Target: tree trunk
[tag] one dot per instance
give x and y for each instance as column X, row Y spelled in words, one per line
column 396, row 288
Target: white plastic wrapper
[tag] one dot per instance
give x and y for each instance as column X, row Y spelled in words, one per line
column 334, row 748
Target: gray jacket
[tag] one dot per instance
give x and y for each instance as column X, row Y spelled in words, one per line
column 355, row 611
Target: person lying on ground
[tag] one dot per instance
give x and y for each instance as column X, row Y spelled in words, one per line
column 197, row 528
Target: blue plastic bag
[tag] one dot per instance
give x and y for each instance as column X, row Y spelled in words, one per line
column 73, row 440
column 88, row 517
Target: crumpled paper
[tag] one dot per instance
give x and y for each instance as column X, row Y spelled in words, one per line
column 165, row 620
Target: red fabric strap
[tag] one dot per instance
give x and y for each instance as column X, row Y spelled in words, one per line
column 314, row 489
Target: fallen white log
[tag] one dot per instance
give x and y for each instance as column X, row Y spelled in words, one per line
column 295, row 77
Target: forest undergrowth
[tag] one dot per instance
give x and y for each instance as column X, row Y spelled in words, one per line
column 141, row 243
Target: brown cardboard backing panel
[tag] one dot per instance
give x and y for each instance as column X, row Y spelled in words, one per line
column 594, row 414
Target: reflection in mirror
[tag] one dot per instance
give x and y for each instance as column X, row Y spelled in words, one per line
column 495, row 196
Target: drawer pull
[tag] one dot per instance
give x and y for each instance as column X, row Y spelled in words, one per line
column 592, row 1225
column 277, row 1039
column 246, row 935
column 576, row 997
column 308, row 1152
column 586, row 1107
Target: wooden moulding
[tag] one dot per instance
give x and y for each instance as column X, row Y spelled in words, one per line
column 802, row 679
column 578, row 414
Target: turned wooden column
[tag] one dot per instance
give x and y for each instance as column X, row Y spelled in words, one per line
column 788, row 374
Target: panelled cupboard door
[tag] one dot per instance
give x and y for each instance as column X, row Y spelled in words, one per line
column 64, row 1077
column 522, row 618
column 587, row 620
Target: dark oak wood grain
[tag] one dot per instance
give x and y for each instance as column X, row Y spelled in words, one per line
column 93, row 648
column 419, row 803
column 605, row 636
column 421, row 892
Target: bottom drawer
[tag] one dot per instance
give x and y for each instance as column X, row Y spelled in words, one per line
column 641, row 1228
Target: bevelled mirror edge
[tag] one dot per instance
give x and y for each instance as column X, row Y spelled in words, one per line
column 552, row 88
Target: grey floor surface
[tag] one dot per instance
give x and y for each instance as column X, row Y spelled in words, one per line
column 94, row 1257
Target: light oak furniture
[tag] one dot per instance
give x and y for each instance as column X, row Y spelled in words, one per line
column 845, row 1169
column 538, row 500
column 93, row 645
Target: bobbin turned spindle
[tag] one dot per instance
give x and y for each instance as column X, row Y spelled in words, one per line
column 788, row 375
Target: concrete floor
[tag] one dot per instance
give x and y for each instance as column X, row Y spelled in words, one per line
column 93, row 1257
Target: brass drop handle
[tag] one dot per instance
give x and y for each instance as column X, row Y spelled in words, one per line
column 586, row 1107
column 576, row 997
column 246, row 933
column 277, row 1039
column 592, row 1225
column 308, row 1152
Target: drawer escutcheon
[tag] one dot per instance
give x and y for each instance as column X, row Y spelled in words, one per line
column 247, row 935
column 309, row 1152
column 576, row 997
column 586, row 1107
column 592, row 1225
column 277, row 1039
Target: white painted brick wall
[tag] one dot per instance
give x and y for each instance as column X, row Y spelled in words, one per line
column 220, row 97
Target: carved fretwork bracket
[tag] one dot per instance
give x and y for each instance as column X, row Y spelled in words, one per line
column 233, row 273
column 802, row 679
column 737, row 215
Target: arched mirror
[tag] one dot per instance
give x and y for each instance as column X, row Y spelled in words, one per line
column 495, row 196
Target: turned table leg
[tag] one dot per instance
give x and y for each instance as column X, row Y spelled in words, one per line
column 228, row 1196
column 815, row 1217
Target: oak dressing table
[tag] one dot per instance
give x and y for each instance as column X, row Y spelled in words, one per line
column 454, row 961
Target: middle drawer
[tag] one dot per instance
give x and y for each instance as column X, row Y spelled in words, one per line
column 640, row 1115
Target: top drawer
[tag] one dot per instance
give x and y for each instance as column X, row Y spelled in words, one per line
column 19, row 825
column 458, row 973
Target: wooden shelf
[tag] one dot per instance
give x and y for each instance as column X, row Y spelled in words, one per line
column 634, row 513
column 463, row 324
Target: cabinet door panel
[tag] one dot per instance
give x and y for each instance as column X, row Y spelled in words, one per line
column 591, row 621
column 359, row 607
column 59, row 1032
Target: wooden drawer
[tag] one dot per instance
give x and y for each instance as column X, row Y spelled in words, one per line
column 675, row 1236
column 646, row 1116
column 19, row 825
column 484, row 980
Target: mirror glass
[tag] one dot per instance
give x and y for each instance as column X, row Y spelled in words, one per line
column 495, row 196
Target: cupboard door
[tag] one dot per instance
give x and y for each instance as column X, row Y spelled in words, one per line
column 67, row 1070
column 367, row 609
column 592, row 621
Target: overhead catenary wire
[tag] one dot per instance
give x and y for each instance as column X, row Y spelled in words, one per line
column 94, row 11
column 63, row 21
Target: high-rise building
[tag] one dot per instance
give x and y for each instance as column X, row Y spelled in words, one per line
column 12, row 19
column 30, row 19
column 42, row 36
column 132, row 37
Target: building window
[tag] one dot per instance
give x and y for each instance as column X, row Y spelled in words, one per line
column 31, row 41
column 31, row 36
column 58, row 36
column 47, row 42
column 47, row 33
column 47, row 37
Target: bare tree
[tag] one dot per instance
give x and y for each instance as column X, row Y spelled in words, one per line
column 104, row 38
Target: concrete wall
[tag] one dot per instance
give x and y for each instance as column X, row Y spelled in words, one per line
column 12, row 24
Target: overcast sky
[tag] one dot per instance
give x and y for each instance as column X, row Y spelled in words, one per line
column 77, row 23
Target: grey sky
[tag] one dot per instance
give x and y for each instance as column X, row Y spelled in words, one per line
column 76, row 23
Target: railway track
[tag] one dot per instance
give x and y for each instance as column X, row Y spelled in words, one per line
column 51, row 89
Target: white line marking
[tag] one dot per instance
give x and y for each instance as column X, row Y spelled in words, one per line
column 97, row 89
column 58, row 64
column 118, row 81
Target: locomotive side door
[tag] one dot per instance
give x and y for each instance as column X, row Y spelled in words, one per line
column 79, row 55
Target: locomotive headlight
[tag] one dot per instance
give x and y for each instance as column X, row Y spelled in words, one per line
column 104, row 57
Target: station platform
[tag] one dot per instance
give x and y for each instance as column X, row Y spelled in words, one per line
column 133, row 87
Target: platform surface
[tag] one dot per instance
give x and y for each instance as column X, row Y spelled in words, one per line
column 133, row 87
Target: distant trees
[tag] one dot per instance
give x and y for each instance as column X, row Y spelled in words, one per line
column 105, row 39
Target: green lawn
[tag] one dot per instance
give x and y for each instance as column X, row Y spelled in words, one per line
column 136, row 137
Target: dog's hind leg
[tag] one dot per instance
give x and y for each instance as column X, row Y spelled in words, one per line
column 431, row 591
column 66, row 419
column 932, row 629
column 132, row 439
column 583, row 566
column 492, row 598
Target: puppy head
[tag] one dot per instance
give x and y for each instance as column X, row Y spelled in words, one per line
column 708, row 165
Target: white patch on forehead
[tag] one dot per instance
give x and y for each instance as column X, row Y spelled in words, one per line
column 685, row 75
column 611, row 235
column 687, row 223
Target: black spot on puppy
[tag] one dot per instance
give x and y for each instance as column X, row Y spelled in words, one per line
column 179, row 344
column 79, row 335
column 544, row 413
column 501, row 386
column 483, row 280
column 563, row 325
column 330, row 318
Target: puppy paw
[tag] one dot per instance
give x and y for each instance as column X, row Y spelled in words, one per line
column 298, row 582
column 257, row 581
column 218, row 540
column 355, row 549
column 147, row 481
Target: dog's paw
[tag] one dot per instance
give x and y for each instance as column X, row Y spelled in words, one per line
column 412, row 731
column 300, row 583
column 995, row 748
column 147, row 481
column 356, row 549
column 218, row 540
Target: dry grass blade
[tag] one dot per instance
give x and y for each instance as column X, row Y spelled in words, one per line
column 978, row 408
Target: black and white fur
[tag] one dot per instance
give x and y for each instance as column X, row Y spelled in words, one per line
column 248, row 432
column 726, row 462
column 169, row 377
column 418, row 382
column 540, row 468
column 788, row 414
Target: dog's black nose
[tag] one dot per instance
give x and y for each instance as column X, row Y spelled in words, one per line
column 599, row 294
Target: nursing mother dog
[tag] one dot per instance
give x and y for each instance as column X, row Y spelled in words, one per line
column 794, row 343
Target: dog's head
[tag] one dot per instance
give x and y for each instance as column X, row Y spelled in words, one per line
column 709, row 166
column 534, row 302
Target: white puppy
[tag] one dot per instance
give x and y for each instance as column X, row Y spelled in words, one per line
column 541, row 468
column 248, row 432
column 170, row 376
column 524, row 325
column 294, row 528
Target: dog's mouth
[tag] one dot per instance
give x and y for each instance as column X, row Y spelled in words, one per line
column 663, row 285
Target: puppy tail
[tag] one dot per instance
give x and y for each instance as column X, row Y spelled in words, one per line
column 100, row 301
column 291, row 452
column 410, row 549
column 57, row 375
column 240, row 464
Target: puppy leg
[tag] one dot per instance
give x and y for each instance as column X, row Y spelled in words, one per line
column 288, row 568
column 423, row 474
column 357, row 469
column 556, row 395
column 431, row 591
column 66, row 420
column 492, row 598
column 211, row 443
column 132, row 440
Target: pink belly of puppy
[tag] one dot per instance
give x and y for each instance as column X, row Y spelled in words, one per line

◆ **Assigned task**
Report how many lines in the data above contain "cupboard", without any other words.

◆ **Result below**
2